In spite of the risk, people sold whatever they owned to raise boat fare. Many indentured themselves to whoever would pay their ship passage. Those who could sent money home to families once they arrived in their new country, but most were not making a real wage. Some families were fortunate enough to already have a relative who’d emigrated and could help--maybe even loan them passage and provide a place to stay until the newcomer was established.
With the great influx of weary, ill, and uneducated Irish, public attitude hardened. Signs were posted stating “No Irish Need Apply.” I’m sure even those who couldn’t read soon learned to recognize the hateful sign.
At Ellis Island, anyone who was ill or without cash was denied entry. I understand wanting to protect those already in the U.S., but can you imagine the terror of being turned away and sent back to starve and die? Even the thought is horrifying, but it happened daily. Although it takes place at the turn of the century, one of the best fictional accounts I’ve read of Ellis Island and the process immigrants endured is in Rhys Bowen’s first Molly Murphy book, MURPHY’S LAW. Two of my own books feature Irish heroines from this period: the paranormal time travel/romantic suspense OUT OF THE BLUE in which a woman from 1845 travels to today, and the western historical THE TEXAN’S IRISH BRIDE set in the 1880’s.
Amazing how much an event in a small country can influence our history, isn’t it? So many people with Irish ancestry have made massive contributions to the United States. Famous Americans of Irish descent include Nora Roberts, Mary Higgins Clark, Tom Clancy, Mickey Spillane, Margaret Mitchell, Dennis Lehane, Spencer Tracy, Carroll O’Connor, Rosemary Clooney and her nephew George Clooney, John Cusack, Sandra Day O’Connor, J. Paul Getty, William Randolph Hearst, and the Kennedys--John, Ted, and Robert. Whether you’re of Irish descent or not, celebrate.
EVERYONE’S IRISH ON ST. PATRICK’S DAY!
Caroline Clemmons writes romance and adventures—although her earliest made up adventures featured her saving the West with Roy Rogers. Her career has included stay-at-home mom (her favorite job), newspaper reporter and featured columnist, assistant to the managing editor of a psychology journal, and bookkeeper. She and her husband live in rural North Central Texas with a menagerie of rescued pets. When she’s not writing, she enjoys spending time with family, reading, travel, browsing antique malls and estate sales, and genealogy/family history. Her latest contemporary and historical romance releases include THE TEXAN’S IRISH BRIDE, OUT OF THE BLUE, SNOWFIRES, SAVE YOUR HEART FOR ME and the upcoming HOME SWEET TEXAS HOME in July. Her backlist of contemporary and historical romance is available now at Smashwords and Kindle. Read about her at www.carolineclemmons.com or her blog at http://carolineclemmons.blogspot.com She loves to hear from readers at caroline@carolineclemmons.com
13 comments:
Thanks for posting Caroline! A fascinating post. I am proud to also be among those with Irish ancestry. It truly is a beautiful country. I've aonly been once several years ago, and I plan to go again soon.

*Tasks to complete:*
(1) In the Irish immigration post, who was denied entry at Ellis Island?
(2) Continue the Irish immigration post from the point where it stops.
The records have no connection to the Irish immigration post.

*Material supplied:*

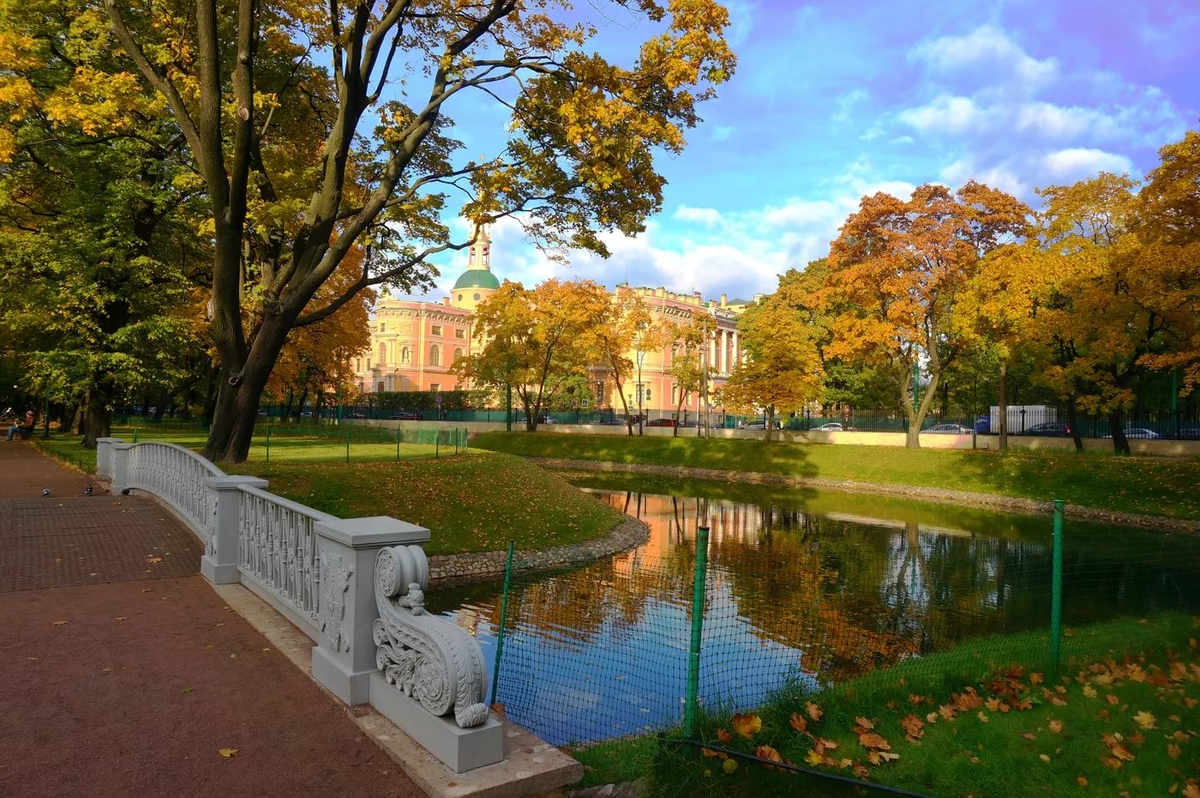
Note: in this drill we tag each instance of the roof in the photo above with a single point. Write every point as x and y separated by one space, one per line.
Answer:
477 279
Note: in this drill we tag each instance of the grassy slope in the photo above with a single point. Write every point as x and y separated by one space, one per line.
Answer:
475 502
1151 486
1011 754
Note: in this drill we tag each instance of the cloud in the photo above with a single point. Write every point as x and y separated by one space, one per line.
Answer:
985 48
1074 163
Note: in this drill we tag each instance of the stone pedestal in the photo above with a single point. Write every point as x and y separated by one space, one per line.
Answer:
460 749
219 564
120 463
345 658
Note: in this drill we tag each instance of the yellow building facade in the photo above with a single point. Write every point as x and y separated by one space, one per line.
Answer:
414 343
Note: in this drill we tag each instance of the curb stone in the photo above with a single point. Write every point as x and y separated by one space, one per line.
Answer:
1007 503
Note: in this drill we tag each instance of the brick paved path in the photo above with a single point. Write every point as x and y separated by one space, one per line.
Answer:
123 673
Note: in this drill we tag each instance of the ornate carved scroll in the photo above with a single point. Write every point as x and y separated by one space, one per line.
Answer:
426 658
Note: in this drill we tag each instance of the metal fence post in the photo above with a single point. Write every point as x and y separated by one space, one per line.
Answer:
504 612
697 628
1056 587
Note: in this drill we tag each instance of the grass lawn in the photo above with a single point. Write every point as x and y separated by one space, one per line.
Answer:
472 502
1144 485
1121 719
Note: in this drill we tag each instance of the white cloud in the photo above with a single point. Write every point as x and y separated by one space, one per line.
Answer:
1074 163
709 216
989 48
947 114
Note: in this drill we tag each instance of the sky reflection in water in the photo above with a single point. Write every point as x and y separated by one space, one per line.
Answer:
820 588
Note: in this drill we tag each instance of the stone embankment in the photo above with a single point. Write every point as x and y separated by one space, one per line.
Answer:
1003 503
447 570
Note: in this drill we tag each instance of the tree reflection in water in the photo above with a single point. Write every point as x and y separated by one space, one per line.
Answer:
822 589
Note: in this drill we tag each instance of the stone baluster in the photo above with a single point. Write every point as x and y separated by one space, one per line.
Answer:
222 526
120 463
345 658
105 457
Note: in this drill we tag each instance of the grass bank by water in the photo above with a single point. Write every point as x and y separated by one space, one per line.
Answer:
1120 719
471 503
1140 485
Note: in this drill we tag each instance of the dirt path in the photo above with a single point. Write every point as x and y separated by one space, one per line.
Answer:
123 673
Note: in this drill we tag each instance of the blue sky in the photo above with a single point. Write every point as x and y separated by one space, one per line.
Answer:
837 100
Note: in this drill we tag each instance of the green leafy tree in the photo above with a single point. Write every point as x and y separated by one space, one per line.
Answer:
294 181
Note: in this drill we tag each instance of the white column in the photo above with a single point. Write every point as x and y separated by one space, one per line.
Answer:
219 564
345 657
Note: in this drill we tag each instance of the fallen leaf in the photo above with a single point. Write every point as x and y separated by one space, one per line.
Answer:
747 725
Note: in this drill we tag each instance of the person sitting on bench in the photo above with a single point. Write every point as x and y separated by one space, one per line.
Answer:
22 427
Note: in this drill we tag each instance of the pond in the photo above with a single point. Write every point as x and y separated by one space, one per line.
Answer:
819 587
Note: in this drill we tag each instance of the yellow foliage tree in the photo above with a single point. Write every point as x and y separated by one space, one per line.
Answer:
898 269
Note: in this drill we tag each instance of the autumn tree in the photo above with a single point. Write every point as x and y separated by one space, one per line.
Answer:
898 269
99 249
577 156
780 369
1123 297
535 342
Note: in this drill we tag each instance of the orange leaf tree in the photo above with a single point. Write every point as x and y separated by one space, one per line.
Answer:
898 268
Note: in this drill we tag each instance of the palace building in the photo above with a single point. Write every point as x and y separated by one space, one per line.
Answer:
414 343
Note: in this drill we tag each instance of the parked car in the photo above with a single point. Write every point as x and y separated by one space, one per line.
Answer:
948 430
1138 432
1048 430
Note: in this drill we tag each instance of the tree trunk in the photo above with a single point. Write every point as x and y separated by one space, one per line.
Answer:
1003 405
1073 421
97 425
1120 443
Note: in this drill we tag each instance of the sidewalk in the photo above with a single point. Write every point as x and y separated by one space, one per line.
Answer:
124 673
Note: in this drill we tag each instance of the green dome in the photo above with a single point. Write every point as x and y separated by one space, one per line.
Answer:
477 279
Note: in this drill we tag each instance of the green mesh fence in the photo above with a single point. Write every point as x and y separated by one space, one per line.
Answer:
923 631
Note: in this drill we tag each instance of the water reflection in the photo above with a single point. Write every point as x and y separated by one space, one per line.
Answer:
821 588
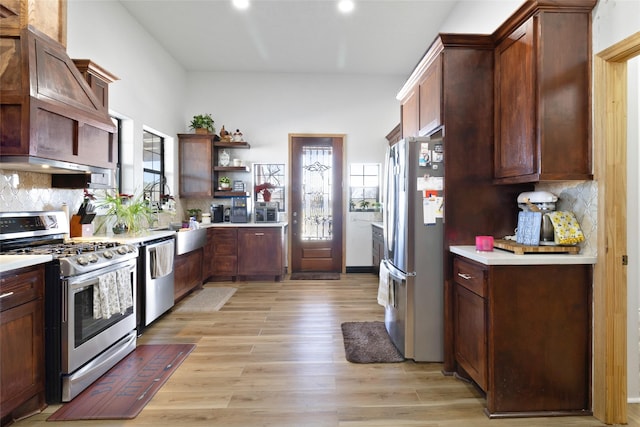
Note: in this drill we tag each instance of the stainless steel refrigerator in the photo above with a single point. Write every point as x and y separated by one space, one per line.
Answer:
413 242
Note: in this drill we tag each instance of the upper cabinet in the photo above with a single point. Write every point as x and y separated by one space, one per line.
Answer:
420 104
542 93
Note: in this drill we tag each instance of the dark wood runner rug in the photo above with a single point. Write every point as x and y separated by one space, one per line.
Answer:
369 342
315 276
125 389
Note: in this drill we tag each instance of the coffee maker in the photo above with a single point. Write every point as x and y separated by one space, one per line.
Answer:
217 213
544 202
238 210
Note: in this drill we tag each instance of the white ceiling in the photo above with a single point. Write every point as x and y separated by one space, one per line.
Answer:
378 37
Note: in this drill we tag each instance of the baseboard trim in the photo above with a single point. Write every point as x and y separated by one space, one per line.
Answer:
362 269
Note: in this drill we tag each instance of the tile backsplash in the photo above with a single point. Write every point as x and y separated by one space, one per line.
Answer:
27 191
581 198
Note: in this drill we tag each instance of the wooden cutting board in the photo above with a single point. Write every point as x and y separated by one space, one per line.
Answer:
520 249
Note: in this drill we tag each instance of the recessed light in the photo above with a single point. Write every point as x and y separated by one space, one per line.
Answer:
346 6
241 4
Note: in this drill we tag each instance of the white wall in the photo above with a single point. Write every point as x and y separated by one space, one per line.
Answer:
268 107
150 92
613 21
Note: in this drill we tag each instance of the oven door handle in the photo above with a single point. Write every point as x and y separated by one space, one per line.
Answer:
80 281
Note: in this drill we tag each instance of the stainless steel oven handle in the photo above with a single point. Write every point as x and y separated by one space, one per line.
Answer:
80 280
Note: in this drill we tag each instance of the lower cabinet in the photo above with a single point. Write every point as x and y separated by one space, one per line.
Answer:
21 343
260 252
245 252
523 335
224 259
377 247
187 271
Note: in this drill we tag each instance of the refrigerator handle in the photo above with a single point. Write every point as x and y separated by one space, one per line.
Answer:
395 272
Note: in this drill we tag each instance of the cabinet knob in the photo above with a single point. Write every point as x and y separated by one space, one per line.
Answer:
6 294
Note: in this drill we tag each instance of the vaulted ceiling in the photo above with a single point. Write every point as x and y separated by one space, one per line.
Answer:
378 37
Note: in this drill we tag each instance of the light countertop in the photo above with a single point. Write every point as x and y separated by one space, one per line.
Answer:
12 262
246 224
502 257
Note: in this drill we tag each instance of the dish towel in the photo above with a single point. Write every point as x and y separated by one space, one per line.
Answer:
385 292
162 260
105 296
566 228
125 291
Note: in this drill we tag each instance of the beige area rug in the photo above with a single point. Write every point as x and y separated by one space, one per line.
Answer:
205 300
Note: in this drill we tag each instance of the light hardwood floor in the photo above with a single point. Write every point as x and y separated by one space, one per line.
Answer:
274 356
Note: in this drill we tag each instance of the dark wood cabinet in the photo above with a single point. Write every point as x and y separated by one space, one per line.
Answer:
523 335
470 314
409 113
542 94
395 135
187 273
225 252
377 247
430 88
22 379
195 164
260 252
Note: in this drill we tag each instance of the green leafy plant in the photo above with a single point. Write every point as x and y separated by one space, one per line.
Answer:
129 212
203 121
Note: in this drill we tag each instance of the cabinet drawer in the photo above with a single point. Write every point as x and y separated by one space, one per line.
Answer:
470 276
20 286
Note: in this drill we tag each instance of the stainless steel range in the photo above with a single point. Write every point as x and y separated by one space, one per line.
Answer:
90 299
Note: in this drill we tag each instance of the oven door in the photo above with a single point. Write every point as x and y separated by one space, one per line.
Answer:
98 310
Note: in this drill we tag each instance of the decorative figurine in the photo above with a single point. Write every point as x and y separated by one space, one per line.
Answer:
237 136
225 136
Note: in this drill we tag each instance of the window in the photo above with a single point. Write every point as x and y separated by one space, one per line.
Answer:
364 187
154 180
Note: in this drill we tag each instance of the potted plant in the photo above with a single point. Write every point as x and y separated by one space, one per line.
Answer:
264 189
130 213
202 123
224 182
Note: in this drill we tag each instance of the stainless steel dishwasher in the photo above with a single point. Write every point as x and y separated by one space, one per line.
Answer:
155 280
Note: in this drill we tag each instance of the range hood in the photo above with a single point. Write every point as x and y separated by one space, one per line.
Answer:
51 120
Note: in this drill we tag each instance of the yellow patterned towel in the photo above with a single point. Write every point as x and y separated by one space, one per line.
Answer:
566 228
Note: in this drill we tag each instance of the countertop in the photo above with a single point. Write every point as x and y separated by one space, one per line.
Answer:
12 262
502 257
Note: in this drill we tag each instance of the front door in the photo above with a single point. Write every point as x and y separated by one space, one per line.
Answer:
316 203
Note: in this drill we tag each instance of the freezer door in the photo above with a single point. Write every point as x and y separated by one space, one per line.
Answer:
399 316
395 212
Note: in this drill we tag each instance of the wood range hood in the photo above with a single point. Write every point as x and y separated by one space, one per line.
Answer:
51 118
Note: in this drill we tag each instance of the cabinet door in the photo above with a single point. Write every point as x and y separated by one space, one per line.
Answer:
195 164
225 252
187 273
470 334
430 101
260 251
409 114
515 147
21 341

*Expected answers:*
(1) Anyone who was ill or without cash.

(2)
Happy Saint Patrick's day!
Eliza, thanks for having me as your guest on this wonderful site. I'm honored to be here.
Great post, Caroline! I like to include Irish characters in my Civil War romances, because so many Irish-Americans, as well as new immigrants to the U.S., fought and died on both sides of the conflict.
I also visited Ireland many years ago, and still have vivid memories of that beautiful country. Also, my maternal grandmother was Irish.
My maternal grandmother was also Irish, Susan, and I love this day! Great history lesson, Caroline. It's great for us to remember how far we've come. People ought to read your books, too. You're a wonderful storyteller.
Bobbye
You left out someone famous of Irish descent -- You!
Amazing how a little fungus can influence the world so profoundly.
Stephanie Suesan Smith, Ph.D.
stephaniesuesansmith@gmail.com
http://stephaniesuesansmith.com
Hi Caroline - I have no Irish blood and possibly because of that I haven't studied the potato famine - thanks for a valuable history lesson! I do, however, love the name Caroline which is my own, my mother's and my daughter's middle name.
Ann Yost
Great post, Caroline. You did a wonderful job teaching us about the potato blight and the terrible end result of depending on only a few things to make a living.
Thanks Caroline. Great summary.
What always amazed me, since my great grandfather kept on of those IRISH NEED NOT APPLY signs--if the Irish were so hated and looked down upon--isn't it a grand lark that everyone wants to be Irish now?!?
Our ancestors certainly made being Irish look like more fun than a flea circus!
marylou anderson
Caroline:
My grandmother's surname was Elmore prior to marriage. Her family arrived in this country before the Potato famine. I never really knew her since she died after childbirth with my mother. My mother grew up being cared for by her sisters, who were much older than her, and she was shifted back and forth between them. My grandfather let the older children take care of her. He later married and had three more children. My mother was never close to him and she said she thinks he blamed her for her mother's death. The irish arrived in such numbers in NY that many of them were close to starving. Little kids were on the streets homeless and in ophanages. Thus the advent of the Orphan Train Riders in the late 1880's and 1900's was begun. Many of the children were shipped to Texas, Missouri and Ohio and never saw their families again. The stories are really sad. But they say time heals everything, even the concept of the shanty and lace-curtain irish.
How interesting to learn the facts on the potato famine. Do you know what time period all of the migration happened? It would be interesting what the cost was to the emigrants and what kind of passage they had.
And, a HAPPY ST. PATRICK'S DAY TO YOU!
I really enjoyed the post, Caroline and Eliza. I,too, have Irish ancestors (these on my father's side) and find your information both fascinating and tragic. I've never visited Ireland, but I'd love to. The pix I've seen--yours included--show such a beautiful countryside. Thanks for being here.
Thanks to everyone who stopped by. Hope I've whetted your appetite to study the period's history and your own genealogy.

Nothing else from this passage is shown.